▶ [Directions]: In the data below, find every line with the word "before" and copy it.

▶ [Collected data entries]:
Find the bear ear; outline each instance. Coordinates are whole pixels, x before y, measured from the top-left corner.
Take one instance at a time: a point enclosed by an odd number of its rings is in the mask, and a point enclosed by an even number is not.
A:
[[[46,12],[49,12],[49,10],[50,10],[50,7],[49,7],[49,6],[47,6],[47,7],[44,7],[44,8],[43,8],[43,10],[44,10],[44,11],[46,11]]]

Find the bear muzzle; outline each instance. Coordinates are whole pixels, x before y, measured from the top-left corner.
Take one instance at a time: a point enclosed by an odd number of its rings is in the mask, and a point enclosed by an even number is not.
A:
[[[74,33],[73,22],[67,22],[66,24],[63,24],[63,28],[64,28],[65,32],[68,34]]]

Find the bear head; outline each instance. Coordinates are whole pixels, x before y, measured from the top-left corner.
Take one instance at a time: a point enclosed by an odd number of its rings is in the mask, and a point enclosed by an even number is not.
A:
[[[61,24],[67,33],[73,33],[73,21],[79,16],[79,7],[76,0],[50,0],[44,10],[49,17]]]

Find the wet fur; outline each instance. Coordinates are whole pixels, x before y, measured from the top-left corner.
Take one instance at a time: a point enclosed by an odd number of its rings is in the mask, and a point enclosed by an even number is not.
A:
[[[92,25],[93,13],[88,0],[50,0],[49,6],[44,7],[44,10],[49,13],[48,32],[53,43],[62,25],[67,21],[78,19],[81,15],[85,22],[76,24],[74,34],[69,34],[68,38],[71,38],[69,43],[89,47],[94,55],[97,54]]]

▶ [Solution to this problem]:
Find the bear ear; outline each instance. Coordinates are whole pixels, x before y, measured from the top-left corner.
Find the bear muzzle; outline each instance. Coordinates are whole pixels, x before y, measured from the top-left corner.
Find the bear head; outline each instance. Coordinates are whole pixels, x before y, measured from the top-left corner.
Find the wet fur; outline each instance. Coordinates are whole pixels, x before y, measured from the top-left corner.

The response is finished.